Goal = Copy the items from the line with "Detection task: identify every stone block" up to and including the line with "36 673 84 688", swapping "green foliage" for "leafy vegetation" and changing nothing else.
━━━ Provided information
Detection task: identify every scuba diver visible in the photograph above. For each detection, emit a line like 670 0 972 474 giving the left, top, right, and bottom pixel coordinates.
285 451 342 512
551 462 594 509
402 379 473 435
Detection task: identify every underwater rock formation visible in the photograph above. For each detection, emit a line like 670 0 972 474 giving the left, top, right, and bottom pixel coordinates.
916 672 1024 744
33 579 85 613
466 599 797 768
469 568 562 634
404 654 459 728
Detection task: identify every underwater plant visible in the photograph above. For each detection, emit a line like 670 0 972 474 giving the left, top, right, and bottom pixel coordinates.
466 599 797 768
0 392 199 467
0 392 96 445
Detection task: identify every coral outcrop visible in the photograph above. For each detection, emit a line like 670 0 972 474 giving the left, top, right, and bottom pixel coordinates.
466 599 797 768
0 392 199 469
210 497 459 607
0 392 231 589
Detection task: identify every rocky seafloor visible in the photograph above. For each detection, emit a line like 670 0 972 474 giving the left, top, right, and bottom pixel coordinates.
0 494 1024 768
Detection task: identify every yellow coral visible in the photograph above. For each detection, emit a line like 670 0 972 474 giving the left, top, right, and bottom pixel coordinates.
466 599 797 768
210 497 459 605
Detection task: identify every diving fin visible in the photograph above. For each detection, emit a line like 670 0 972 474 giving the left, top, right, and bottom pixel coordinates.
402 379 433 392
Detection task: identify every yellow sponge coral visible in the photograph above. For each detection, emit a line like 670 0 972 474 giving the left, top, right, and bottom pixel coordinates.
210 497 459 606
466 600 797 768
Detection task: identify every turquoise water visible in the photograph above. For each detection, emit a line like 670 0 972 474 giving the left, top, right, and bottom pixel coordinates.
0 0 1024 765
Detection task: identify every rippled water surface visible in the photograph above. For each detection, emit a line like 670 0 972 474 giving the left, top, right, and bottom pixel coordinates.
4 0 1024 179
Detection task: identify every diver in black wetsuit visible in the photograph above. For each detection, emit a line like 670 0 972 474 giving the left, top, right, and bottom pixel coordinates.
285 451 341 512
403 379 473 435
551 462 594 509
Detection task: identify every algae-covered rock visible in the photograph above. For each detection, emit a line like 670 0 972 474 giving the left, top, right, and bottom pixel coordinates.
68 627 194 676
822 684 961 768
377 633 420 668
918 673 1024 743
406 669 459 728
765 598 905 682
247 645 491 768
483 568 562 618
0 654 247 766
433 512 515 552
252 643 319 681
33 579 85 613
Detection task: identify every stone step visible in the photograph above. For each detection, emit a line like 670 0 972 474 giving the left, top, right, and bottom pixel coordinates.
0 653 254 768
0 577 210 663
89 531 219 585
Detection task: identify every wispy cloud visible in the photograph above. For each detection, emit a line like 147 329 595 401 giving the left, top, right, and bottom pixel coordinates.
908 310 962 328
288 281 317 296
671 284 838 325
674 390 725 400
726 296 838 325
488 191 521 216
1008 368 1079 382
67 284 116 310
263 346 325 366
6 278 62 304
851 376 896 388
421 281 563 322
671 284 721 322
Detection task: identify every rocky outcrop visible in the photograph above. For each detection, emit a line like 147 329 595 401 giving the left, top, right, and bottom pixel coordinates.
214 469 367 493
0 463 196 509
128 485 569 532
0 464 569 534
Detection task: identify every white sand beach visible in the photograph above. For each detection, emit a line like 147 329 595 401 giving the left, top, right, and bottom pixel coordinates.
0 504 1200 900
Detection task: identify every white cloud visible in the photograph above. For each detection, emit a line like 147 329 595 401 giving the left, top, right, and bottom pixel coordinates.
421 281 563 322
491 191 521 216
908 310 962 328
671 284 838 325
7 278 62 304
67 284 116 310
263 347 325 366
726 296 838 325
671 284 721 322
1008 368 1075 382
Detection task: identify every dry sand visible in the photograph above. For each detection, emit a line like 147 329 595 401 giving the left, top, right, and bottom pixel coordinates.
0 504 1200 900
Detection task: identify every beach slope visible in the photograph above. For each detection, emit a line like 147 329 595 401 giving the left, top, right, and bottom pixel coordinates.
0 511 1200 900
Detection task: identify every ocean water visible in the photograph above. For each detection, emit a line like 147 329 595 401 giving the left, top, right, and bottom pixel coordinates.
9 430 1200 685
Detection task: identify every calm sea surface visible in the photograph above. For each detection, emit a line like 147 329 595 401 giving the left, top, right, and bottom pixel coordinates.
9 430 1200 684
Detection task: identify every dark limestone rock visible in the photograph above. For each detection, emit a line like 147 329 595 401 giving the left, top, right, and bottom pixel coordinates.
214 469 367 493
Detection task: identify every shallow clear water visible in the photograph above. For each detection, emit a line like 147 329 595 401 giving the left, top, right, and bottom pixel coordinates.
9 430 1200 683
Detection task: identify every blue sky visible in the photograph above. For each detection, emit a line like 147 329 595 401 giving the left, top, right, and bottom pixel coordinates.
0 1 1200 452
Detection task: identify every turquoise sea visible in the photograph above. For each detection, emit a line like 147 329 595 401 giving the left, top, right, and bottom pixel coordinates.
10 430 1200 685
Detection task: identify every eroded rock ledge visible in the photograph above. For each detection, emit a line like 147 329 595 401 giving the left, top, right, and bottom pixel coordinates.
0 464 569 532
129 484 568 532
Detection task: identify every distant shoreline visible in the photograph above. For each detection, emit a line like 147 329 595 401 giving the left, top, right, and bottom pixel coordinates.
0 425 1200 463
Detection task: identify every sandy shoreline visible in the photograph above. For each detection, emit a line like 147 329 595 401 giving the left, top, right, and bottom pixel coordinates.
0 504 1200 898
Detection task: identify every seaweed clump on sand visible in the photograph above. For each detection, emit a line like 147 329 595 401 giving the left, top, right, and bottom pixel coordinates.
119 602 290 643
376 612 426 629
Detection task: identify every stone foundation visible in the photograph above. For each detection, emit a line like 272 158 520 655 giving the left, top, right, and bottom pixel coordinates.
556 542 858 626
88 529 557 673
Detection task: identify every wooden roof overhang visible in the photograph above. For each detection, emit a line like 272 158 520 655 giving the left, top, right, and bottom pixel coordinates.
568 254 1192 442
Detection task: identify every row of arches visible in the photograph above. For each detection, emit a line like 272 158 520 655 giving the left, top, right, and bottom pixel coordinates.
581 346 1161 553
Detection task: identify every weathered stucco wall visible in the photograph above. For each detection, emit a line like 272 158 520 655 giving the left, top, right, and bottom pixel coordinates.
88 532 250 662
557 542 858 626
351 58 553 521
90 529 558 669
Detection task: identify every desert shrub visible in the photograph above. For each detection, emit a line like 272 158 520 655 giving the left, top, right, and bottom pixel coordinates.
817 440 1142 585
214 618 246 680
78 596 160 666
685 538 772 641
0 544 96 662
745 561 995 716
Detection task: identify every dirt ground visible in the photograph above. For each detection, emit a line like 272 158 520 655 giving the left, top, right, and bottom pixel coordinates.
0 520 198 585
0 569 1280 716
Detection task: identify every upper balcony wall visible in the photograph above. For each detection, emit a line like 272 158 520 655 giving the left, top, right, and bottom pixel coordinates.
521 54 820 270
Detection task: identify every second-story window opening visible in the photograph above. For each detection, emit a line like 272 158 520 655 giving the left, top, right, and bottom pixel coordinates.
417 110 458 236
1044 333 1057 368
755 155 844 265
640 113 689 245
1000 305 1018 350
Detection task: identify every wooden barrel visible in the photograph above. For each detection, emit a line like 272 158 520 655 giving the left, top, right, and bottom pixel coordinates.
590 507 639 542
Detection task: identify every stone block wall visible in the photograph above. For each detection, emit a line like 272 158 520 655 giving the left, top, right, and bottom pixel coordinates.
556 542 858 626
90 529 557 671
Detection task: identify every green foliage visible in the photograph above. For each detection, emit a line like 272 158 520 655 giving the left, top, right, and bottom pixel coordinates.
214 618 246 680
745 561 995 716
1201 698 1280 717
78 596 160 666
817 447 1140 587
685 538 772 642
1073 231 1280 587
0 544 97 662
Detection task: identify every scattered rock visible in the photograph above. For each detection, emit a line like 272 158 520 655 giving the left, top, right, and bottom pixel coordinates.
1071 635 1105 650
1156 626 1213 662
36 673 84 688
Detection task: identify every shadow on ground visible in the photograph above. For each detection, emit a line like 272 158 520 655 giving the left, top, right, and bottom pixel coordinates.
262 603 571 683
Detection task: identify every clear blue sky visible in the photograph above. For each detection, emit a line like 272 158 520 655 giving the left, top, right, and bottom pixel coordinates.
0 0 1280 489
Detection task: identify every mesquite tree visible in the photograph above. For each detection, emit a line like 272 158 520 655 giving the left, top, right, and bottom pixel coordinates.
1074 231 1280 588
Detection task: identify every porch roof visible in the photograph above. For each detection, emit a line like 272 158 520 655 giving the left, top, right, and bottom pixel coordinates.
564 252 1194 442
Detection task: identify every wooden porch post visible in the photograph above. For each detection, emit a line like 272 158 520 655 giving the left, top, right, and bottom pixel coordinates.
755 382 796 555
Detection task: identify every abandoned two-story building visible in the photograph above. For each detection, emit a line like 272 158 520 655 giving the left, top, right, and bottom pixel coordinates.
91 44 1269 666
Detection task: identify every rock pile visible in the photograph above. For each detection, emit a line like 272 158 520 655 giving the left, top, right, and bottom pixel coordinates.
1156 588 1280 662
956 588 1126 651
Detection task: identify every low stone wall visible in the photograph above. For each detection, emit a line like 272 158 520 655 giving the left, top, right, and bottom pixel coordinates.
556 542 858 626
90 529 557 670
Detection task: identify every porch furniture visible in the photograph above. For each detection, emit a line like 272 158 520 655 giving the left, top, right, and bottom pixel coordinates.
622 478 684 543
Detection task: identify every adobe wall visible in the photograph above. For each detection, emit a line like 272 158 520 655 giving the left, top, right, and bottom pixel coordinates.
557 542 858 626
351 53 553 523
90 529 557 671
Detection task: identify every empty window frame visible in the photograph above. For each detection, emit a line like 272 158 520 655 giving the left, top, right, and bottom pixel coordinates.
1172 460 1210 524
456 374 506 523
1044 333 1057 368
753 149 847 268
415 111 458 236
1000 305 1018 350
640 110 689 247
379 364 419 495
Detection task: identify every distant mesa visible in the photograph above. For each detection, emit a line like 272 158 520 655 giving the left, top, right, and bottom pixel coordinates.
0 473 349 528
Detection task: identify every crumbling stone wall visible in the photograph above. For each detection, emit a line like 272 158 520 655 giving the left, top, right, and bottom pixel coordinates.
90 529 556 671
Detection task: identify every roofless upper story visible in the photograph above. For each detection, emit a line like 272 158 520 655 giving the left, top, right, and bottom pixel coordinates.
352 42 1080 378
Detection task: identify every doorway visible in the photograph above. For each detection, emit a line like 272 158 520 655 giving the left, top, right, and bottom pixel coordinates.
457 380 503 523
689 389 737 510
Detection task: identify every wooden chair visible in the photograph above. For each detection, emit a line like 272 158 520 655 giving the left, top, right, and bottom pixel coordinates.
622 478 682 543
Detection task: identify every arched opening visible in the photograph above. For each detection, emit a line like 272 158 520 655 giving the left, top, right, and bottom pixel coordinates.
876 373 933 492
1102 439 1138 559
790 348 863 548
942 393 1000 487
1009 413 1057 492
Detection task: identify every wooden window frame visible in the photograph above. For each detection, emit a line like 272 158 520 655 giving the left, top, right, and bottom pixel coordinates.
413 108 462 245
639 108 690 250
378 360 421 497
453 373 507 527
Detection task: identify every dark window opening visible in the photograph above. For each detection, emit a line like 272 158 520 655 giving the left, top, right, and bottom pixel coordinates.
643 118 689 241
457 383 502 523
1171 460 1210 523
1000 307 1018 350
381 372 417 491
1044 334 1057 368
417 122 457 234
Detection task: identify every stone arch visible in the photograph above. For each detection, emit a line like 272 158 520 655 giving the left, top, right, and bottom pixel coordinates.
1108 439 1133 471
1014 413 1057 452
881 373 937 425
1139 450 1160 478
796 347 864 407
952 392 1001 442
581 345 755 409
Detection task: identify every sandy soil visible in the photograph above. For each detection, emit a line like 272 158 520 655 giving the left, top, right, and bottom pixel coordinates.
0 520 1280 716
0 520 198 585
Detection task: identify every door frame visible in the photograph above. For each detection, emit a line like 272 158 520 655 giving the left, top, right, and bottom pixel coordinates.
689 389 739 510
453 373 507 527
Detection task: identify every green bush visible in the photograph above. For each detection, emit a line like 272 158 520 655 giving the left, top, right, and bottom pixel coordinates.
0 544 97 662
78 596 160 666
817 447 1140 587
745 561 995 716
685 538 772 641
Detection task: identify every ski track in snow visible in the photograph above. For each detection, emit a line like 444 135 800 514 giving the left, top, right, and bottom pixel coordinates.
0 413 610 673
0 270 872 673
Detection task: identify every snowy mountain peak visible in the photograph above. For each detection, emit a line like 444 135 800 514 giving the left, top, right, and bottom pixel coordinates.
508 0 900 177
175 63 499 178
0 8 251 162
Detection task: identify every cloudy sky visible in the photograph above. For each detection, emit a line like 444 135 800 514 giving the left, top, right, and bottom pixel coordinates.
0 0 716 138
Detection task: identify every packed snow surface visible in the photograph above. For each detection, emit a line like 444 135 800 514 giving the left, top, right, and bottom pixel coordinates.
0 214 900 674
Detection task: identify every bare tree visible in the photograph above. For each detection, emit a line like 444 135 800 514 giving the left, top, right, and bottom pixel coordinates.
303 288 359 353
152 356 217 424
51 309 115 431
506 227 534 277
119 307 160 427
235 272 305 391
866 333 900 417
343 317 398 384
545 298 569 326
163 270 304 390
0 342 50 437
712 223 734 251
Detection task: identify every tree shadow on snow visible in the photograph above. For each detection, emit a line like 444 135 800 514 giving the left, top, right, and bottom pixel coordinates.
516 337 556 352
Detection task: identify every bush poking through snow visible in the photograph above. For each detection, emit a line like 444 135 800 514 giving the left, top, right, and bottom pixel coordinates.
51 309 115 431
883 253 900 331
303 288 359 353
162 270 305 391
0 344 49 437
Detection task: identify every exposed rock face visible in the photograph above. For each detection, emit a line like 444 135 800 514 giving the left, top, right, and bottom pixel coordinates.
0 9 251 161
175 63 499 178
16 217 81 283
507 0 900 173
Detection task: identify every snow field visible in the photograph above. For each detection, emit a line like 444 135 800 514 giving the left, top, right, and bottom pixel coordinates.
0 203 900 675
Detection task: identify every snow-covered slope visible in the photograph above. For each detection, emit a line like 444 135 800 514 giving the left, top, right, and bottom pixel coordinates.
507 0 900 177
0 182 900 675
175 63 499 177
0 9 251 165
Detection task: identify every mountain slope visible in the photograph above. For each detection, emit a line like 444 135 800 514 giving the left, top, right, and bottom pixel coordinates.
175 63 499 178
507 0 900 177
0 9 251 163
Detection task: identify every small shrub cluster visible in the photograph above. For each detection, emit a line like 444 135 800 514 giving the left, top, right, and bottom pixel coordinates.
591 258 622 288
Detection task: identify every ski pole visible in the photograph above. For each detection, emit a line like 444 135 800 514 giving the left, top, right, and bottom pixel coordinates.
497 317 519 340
━━━━━━
Response to the exercise =
Detection task: identify every stone block wall visible in the photograph above. For each detection, emit a line like 272 158 520 655 giving the left, top, right, and bottom pixel coordinates.
556 542 858 626
90 529 557 671
Detection task: identify every leafy vegetation visible in the photograph above. For each detection, emit a line like 272 158 520 655 giving the left, top, right, and bottom pixel coordinates.
214 618 246 680
745 561 995 716
1201 698 1280 717
78 596 160 666
817 447 1140 587
685 538 772 642
1073 231 1280 587
0 544 97 662
Detection task: identify every scattered rock visible in the photograph above. For each detection, emit a line like 272 158 520 655 giving the left, top, right, and bottom pixel coordinates.
1071 635 1105 650
1156 626 1213 662
36 673 84 688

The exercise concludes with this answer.